In the story below about the Bodhisatta and the Buddha, rewrite the paragraph that begins "One day the Buddha and five hundred disciples" as a short list, keeping its main facts.

## [TEXT EXCERPT]
+++++

The Bodhisatta was once a king. His mother was a cruel, harsh, unruly woman, but the Bodhisatta felt it would be too disrespectful for him to say anything about it. One time while he walked with her through the palace grounds, a blue jay screeched, and the servants yelled, “What a harsh shriek. Shut up, already!” Later, they heard a cuckoo sing a sweet song and everybody around stopped to listen carefully to its sweet voice, saying, “Sing away, birdie. Sing away!” Now the Bodhisatta saw his opportunity to rebuke his mother’s behavior. He pointed out to her that the beautiful, colorful bird had a harsh voice that annoyed people, while the mottled grey bird was very popular and pleasant to the ear. This showed that being gentle and sweet was the best way to behave. His mother understood his wise advice and completely changed her ways.
In the Lifetime of the Buddha
Anathapindika, a wealthy supporter of the Buddha known for his extreme generosity, had an arrogant, cruel, and violent daughter-in-law (the king’s mother was her in an earlier birth) who hurled abuse and hard blows to people around the house day and night, and never helped her husband or anyone else in the family. She had absolutely no good qualities.
One day the Buddha and five hundred disciples visited Anathapindika’s home, and while the Buddha was talking, the daughter-in-law could be heard scolding some servants. The Buddha stopped his discourse and asked what the clamor was about. After hearing about the daughter-in-law’s intolerable behavior, he asked to speak with her. The Buddha explained that there are seven kinds of wives and asked which of them she was. The destroyer wife hates her husband and ruins every good thing he does; the thievish wife is only interested in taking money; the high and mighty wife is lazy, greedy, rude, and tyrannical; the motherly wife is compassionate and protective; the sisterly wife is modest, respectful, and obedient; the friendly wife is virtuous and aims to please; and the slavish wife is calm and patient, bending completely to her husband’s will. The first three, he added, are destined for hell.
Immediately after hearing the Buddha’s lesson, the daughter-in-law asked for forgiveness, saying that from then on, she would be a slavish wife. She stopped her evil ways and started to live a religious life.
When the Buddha later heard some of his disciples discussing her conversion, he told them this story so they knew that he had also tamed this woman in the past.

+++++

## [MATERIAL PROVIDED]
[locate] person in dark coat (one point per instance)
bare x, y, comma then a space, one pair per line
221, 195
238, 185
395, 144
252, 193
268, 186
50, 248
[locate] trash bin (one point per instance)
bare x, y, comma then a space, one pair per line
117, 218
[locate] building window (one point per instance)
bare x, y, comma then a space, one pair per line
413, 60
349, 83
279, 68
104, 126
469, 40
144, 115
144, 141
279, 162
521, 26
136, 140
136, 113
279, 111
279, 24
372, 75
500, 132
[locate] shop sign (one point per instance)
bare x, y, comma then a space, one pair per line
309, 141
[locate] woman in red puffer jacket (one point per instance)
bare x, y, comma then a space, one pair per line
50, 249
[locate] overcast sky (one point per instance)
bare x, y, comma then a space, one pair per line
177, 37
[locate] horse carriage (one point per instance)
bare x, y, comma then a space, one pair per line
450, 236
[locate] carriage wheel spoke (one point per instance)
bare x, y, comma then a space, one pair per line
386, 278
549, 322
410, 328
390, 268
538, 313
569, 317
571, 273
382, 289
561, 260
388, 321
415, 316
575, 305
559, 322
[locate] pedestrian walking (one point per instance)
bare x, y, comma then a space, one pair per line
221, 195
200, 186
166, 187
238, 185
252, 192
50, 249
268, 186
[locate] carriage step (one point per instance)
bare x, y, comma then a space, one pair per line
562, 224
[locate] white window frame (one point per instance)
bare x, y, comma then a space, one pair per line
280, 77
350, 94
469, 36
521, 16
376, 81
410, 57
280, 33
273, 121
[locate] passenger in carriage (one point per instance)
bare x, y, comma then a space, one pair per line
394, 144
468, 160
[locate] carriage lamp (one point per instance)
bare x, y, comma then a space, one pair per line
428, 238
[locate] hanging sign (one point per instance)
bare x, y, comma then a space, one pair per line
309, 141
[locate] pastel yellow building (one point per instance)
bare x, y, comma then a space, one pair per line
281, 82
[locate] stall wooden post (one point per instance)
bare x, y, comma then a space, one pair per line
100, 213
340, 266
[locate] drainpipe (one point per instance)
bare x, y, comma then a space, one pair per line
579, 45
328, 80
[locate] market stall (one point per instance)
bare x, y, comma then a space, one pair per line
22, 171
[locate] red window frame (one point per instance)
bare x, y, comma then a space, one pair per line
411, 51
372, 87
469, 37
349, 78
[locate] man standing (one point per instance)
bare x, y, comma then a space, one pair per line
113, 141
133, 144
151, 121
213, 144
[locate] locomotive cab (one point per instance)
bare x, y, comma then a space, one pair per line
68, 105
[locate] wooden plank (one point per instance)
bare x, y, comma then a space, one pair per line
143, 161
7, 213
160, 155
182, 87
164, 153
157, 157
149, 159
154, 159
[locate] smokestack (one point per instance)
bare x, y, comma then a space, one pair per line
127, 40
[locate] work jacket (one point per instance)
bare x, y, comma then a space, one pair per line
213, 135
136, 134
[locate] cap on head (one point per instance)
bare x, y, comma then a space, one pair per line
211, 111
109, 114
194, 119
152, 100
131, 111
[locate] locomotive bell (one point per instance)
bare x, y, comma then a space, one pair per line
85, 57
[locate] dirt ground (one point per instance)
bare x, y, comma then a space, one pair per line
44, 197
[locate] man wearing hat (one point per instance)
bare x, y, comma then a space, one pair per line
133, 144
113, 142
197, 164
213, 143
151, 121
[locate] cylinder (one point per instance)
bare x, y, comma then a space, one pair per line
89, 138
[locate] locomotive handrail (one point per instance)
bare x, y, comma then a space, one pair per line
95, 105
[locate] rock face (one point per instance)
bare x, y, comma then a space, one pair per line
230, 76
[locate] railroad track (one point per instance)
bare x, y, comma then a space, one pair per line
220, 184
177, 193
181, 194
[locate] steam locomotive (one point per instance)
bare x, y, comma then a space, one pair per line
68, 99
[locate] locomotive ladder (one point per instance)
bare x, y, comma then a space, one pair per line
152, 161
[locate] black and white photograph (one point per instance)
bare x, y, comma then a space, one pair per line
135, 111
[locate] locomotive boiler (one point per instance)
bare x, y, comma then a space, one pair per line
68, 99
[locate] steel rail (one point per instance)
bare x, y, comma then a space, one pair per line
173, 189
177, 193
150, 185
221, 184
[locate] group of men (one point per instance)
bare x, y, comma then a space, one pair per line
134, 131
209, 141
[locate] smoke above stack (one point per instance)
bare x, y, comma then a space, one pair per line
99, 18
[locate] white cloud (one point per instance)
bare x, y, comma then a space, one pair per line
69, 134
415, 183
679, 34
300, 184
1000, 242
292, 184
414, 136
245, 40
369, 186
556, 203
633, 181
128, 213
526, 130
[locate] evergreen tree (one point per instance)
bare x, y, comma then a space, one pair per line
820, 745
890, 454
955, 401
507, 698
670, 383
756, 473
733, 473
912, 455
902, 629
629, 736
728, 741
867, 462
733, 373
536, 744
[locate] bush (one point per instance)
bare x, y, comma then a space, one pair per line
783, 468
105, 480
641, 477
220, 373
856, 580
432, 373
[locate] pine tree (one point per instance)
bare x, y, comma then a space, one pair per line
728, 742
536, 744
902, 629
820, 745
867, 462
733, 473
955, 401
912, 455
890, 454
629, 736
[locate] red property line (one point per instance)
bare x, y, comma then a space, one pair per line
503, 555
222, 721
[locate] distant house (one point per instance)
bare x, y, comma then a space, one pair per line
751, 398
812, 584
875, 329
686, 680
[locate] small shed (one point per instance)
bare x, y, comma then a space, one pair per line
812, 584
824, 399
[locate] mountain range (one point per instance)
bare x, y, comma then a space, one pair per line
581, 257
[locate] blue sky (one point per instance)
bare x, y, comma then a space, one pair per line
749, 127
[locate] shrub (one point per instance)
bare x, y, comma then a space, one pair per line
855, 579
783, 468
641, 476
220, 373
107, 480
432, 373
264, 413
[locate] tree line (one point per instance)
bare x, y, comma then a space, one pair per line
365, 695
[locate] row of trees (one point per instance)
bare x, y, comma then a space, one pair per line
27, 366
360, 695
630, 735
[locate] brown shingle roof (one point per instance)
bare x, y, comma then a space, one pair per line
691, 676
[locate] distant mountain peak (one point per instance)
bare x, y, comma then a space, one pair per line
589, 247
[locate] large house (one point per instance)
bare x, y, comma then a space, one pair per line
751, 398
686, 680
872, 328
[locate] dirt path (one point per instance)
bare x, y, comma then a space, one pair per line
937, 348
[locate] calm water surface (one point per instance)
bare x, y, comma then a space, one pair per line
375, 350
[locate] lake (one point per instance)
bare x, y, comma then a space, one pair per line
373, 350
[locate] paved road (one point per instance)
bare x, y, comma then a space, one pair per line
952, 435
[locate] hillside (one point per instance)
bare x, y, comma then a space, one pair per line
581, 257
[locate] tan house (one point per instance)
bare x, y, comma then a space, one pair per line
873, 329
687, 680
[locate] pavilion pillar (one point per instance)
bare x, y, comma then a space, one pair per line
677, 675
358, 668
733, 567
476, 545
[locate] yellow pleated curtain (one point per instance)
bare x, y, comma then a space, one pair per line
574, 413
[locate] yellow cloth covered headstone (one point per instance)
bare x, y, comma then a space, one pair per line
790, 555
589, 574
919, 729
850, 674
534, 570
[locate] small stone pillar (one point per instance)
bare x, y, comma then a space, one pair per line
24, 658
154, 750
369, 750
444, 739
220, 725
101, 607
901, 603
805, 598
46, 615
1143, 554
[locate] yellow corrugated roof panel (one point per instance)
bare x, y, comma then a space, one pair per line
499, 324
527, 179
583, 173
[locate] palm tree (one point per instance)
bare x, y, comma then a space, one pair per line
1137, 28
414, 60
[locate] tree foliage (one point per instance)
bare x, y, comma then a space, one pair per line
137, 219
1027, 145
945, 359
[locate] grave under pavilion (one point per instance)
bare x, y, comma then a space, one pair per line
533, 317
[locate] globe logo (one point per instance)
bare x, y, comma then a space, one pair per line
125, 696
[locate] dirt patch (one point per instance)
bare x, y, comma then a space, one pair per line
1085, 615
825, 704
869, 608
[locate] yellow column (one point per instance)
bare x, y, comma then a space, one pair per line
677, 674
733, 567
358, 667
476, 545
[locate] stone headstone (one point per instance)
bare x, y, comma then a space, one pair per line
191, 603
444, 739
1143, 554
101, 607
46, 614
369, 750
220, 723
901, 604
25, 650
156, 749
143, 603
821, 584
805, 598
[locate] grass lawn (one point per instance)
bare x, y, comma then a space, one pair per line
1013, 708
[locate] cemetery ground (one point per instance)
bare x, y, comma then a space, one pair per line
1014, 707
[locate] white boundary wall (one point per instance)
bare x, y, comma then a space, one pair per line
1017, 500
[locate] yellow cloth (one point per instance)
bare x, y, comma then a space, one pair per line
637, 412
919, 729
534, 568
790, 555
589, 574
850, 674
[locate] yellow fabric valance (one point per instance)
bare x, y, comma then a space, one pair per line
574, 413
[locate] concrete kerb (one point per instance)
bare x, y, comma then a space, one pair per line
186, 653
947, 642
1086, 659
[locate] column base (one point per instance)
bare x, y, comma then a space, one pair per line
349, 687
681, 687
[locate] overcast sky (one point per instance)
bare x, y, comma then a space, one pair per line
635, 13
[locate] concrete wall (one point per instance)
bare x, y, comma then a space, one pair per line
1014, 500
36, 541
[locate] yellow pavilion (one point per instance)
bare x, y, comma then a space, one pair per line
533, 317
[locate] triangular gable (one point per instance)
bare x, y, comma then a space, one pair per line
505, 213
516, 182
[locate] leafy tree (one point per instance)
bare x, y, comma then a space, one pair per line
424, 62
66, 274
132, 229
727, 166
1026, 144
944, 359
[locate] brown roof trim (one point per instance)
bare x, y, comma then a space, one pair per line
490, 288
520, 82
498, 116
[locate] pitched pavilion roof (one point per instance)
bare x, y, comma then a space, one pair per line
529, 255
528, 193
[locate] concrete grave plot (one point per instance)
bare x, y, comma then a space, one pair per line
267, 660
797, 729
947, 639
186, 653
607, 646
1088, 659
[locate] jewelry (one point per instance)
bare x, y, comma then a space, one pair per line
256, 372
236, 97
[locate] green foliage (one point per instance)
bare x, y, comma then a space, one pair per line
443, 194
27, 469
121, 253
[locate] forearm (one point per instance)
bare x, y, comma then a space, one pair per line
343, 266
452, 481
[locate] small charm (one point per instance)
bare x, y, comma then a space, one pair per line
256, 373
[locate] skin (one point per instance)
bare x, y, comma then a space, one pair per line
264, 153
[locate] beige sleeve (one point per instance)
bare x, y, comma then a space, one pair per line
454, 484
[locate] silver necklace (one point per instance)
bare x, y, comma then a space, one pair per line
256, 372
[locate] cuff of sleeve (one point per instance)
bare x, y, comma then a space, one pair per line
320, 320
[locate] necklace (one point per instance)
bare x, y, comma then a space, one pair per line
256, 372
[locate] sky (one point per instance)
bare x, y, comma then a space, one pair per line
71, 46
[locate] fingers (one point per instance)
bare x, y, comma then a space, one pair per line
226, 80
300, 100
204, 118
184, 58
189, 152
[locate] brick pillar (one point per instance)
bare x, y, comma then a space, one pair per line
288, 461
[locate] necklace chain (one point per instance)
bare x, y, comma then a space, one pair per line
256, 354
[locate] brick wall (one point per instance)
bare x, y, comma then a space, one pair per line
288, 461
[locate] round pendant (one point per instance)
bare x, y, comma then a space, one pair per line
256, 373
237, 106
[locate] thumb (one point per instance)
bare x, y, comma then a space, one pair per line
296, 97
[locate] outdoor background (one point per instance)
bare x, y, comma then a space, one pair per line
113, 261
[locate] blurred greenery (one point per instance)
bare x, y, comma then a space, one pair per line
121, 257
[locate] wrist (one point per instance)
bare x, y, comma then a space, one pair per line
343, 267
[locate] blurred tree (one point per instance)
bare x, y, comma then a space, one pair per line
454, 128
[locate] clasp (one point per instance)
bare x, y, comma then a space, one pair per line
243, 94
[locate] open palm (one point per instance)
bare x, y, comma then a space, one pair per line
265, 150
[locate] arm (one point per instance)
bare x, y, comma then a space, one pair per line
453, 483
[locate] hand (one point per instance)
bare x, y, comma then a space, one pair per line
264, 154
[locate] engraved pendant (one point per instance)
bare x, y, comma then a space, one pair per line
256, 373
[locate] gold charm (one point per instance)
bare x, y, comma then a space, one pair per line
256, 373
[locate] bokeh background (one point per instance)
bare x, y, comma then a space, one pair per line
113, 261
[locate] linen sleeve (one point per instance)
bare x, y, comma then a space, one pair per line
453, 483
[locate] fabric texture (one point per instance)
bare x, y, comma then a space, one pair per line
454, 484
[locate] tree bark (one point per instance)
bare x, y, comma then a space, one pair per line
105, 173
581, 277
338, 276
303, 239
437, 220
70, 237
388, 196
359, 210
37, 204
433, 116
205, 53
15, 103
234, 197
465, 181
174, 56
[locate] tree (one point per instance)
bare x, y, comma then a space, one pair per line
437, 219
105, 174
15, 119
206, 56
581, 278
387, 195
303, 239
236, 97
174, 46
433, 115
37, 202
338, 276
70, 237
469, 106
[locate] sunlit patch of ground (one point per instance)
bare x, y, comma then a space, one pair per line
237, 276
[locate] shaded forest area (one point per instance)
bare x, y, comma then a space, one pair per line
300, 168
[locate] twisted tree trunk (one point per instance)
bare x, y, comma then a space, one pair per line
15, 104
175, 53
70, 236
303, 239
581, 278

+++++

## [SOLUTION FOR THIS EXERCISE]
- The Buddha and five hundred disciples visited Anathapindika's home.
- While the Buddha was talking, the daughter-in-law could be heard scolding servants, so he stopped and asked about the noise.
- After hearing about her behavior, he asked to speak with her.
- He explained that there are seven kinds of wives and asked which one she was:
  - Destroyer: hates her husband and ruins every good thing he does
  - Thievish: only interested in taking money
  - High and mighty: lazy, greedy, rude, and tyrannical
  - Motherly: compassionate and protective
  - Sisterly: modest, respectful, and obedient
  - Friendly: virtuous and aims to please
  - Slavish: calm and patient, bending completely to her husband's will
- He added that the first three are destined for hell.